■ Your objective ■
Retype each record exactly, please. Skip none.

■ Data provided ■
§
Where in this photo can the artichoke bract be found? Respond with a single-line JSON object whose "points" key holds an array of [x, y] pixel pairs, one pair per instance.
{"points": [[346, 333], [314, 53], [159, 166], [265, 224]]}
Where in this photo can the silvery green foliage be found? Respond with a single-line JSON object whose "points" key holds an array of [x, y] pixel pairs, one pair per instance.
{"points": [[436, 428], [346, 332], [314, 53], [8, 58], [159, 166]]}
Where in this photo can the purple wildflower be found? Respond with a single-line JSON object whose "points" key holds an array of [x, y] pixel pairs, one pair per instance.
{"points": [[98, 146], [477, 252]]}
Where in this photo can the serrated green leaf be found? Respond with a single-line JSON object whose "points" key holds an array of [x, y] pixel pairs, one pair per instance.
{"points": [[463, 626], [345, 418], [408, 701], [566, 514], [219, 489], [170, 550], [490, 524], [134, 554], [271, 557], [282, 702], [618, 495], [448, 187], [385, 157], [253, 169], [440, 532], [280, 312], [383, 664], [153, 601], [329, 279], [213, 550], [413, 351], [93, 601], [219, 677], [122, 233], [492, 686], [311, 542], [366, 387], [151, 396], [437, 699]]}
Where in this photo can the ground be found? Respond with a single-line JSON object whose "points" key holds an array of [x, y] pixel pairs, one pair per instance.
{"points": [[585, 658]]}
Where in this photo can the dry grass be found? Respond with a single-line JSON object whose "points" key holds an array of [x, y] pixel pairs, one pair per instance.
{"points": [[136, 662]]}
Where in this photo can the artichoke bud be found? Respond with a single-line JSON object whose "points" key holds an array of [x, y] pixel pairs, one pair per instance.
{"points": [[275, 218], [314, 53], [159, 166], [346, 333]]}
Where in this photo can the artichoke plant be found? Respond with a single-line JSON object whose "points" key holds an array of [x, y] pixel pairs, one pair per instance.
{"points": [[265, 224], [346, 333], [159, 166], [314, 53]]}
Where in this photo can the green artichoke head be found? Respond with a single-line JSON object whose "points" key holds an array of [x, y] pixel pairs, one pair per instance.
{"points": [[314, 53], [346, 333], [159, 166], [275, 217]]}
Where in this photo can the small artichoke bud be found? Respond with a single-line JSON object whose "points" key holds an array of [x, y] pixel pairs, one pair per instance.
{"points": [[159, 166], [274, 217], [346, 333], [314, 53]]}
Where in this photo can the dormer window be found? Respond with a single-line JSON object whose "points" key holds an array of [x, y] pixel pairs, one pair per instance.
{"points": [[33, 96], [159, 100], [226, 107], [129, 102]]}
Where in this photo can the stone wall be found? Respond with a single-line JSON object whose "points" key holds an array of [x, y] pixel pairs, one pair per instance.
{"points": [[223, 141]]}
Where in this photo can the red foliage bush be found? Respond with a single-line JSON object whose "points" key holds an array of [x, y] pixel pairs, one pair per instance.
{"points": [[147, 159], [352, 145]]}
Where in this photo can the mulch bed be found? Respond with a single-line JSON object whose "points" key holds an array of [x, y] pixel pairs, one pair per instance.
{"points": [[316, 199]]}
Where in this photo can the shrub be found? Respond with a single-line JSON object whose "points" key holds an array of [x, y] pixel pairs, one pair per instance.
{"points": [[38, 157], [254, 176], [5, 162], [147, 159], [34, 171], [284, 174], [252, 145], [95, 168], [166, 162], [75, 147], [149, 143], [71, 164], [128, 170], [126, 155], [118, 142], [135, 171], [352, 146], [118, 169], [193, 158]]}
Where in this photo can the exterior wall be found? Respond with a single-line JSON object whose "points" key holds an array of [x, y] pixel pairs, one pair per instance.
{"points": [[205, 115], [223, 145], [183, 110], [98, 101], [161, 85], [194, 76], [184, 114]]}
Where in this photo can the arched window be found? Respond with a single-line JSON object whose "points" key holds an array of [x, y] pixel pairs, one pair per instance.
§
■ Solution ■
Where in this photo can the artichoke bract be found? Respond with a single-line JSON object whose "points" key holds an array of [x, y] pixel pairs, one pair per instance.
{"points": [[346, 333], [314, 53], [159, 166], [265, 224]]}
Where in this photo can the silvery green foliage be found? Respond with a single-line JSON object whose "points" key holds an array of [x, y] pixel pairs, one pair per instance.
{"points": [[436, 428], [346, 332], [314, 53], [8, 58], [159, 166]]}
Where in this photo can the purple wildflower be found? Respond with a single-line JSON object whose "points" key holds an array of [x, y] pixel pairs, one pair per instance.
{"points": [[98, 146], [477, 252]]}
Where in this photo can the serrated green leaf be found? Respond with a single-line JSON object whose "points" key holds an array of [x, y] pixel pairs, one pair per instance.
{"points": [[463, 626], [345, 418], [408, 701], [566, 514], [219, 489], [170, 550], [490, 524], [134, 554], [271, 557], [282, 702], [618, 495], [448, 187], [385, 157], [253, 169], [440, 532], [280, 312], [383, 664], [153, 601], [329, 279], [213, 550], [413, 351], [93, 601], [219, 677], [122, 233], [492, 686], [311, 542], [366, 387], [151, 396], [437, 699]]}
Where in this photo can the ground be found? Respond with a single-line JSON object whose "points" key holds an array of [x, y] pixel pairs, one pair per instance.
{"points": [[585, 658]]}
Where in this photo can the dry grass be found? Respond with a single-line JSON object whose "points" key holds an array of [x, y] pixel pairs, one pair per instance.
{"points": [[136, 662]]}
Where in this photo can the artichoke bud be found? Respond with a single-line JSON object whose "points" key holds an array of [x, y] pixel pairs, one pair per instance.
{"points": [[275, 218], [314, 53], [159, 166], [346, 333]]}
Where in this photo can the artichoke plant be found? Respond with a single-line JSON object whose "points" key holds an array of [x, y] pixel pairs, one pair per instance.
{"points": [[265, 224], [346, 333], [159, 166], [314, 53]]}
Where in this photo can the green artichoke head be found? Respond with a single-line JSON object whose "points" key holds an array of [x, y] pixel pairs, one pair per instance.
{"points": [[314, 53], [346, 333], [159, 166], [275, 217]]}
Where in this photo can the small artichoke bud be found? Respond with a single-line JSON object whose "points" key holds an array of [x, y] pixel pairs, one pair per instance.
{"points": [[159, 166], [274, 217], [346, 333], [314, 53]]}
Where in this photo can the dormer window be found? Respond with a single-line JSON object whose "points" key holds an array of [x, y] pixel pairs, one pair per instance.
{"points": [[33, 96], [159, 100], [226, 107], [129, 102]]}
Where in this photo can the stone wall be found? Respond with a single-line JSON object whose "points" key holds an array of [x, y] pixel pairs, one pair per instance.
{"points": [[223, 141]]}
Where in this photo can the red foliage bush be found? Respond with a single-line JSON object whose "points" key holds an array of [x, y] pixel pairs, one pair per instance.
{"points": [[147, 159], [352, 145]]}
Where in this photo can the mulch bed be found? Respond with a single-line JSON object whose "points" key holds an array of [x, y] pixel pairs, one pair per instance.
{"points": [[316, 199]]}
Where in this photo can the shrub be found? Respond with a single-line JSON object whose "points" key holds an array of [x, y] pixel pairs, one pair per instance.
{"points": [[38, 157], [254, 176], [5, 162], [147, 159], [34, 171], [284, 174], [252, 145], [95, 168], [166, 162], [75, 147], [149, 143], [71, 164], [128, 170], [126, 155], [118, 142], [135, 171], [352, 146], [118, 169], [193, 158]]}
Where in this photo can the exterior wall be found? Respond with a single-line JSON object whose "points" key holds an array of [x, y] pixel pairs, one pair per instance.
{"points": [[205, 115], [223, 145], [183, 110], [98, 101], [161, 85], [194, 76], [184, 114]]}
Where in this photo can the arched window be found? Respond with a single-line JSON object whose "points" key holds an array of [x, y] pixel pairs, one pair per instance.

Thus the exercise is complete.